start

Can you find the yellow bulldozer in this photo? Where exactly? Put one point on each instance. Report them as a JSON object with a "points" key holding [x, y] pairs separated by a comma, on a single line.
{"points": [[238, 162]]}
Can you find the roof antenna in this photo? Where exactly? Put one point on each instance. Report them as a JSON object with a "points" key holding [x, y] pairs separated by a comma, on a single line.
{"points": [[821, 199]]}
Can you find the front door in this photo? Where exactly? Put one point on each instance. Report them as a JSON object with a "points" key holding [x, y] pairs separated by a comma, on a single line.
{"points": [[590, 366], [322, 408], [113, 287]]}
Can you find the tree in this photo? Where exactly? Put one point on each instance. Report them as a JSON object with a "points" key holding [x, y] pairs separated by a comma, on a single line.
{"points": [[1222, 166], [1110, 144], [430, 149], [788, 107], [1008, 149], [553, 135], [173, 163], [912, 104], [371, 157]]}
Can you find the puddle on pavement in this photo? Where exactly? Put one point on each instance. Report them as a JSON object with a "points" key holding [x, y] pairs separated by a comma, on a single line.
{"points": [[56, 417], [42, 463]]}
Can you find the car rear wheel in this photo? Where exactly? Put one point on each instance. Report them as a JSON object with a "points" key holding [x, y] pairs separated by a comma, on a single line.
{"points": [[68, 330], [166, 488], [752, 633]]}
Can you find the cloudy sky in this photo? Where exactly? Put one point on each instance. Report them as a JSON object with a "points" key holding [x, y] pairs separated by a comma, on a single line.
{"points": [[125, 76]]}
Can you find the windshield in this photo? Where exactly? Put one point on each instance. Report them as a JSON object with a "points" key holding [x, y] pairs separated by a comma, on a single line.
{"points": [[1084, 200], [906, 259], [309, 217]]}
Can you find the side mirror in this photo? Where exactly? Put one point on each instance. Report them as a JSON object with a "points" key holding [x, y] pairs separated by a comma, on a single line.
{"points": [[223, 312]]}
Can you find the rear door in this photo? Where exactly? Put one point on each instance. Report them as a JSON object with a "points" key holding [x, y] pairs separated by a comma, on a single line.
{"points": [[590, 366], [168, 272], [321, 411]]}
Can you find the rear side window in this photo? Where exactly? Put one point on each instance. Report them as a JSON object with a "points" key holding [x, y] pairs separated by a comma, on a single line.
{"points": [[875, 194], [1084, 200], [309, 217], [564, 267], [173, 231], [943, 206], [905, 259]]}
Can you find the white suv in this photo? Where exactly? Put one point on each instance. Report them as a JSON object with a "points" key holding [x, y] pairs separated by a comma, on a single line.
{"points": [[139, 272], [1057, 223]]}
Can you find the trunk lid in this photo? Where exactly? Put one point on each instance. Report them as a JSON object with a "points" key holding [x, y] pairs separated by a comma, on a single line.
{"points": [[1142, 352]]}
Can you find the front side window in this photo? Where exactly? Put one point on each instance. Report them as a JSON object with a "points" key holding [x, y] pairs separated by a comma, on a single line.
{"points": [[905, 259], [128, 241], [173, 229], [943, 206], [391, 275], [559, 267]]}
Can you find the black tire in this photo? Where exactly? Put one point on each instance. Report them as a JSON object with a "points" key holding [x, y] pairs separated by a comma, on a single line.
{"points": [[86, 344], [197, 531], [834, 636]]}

end

- What is expected:
Convert all of the records above into a two-column CSV with the header row text,answer, giving one row per record. Wrap each field in double quotes and replace any line breaks inside a field with spaces.

- Result of this task:
text,answer
"Can you find the yellow bulldozer in this photo? Where exactly? Put one point on each instance. Report them as a JSON object with a ""points"" key holding [x, y] pairs separated by a comma, on a single line.","{""points"": [[238, 162]]}"
"Can you find the roof antenna in this photo? Where exactly? Put one point on each instance. Report them as a JSON object with a ""points"" key holding [x, y] pairs separated by a comma, on a single line.","{""points"": [[821, 199]]}"
"Can you find the front door in this photo? Where exactly? Put one point on each instance. Report them as a JSON object with a ""points"" key holding [x, y] pairs separated by a comma, on a single line.","{""points"": [[590, 366], [322, 408], [113, 287]]}"
"Can you find the tree in this photo? Where exactly? Put one point on each instance. Report them as a JSON object with a ""points"" key holding [x, y] pairs separated by a comma, on a single line.","{""points"": [[1222, 166], [1110, 144], [430, 149], [788, 107], [1008, 149], [553, 135], [173, 163], [912, 104], [371, 157]]}"
"Can you find the puddle on pavement in this photo? Where exactly? Put one point on each instance. Report them as a JSON object with a ""points"" key holding [x, y] pairs separated by a comma, on a single line.","{""points"": [[56, 417], [42, 463]]}"
"Can you find the car rear wheel in this photo? Where exactly? Put one point on each instance. Report them as a JSON object with a ""points"" key holding [x, y] pairs separated by a comma, on a single line.","{""points"": [[68, 330], [166, 488], [752, 633]]}"
"Can you find the cloudy sky in this photo? Where exactly? Put one point on each instance. Report them as a JSON object with a ""points"" key holding [x, y] pairs separated by a comma, on a single line.","{""points"": [[125, 76]]}"
"Can you find the windshield in this photo? Where exactly? Put one point on each instance. Report them as a JSON object with a ""points"" key holding [x, y] pairs separated by a comma, on a single line.","{""points"": [[1084, 200], [906, 259], [309, 217]]}"
"Can you find the side mirror in this photo? Where exactly? Put one point on each instance. Report them as a JSON object with a ""points"" key holding [x, y] pairs separated by a comma, on a single line.","{""points"": [[223, 312]]}"
"Can you find the rear door in this photo? Where exactly? Put one point on each instance. Report them as a JSON object with a ""points"" key holding [x, y] pairs separated by a comma, on a single line.","{""points"": [[590, 366], [168, 272], [321, 411]]}"
"Can you find the rear side window in this photo? Where exactly? Put one point on each instance. Report them as a JSON object with a ""points"" key holding [x, y] pairs separated by a comma, on a single line.","{""points"": [[875, 194], [1084, 200], [309, 217], [564, 267], [173, 231], [943, 206], [905, 259]]}"
"Can you find the white suv in this photo? Where exactly? Put one point on each instance. Report them as a JSON object with a ""points"" key holding [x, y] pairs separated by a comma, on a single line.","{""points"": [[139, 272], [1057, 223]]}"
"Can you find the trunk lid in this photo? Where exactly? Put one point on each instance. Report them as a JSON object with a ""points"" key holding [x, y] pairs separated by a comma, on a single line.","{""points"": [[1142, 352]]}"
"Can you find the front side window in this photo? Where exactly? Put one point on each instance. Report them as a JSON object with a ""points"" key holding [x, y] pairs separated by a comma, on a single line.","{""points"": [[905, 259], [128, 241], [173, 229], [943, 206], [391, 275], [559, 267]]}"
"Can you find the black tire in this photo? Where exactly? Put one point on each instance. Report them as a JSON object with a ""points"" key holding [x, y] pairs separated by a comma, on a single line.","{""points"": [[86, 344], [197, 531], [834, 636]]}"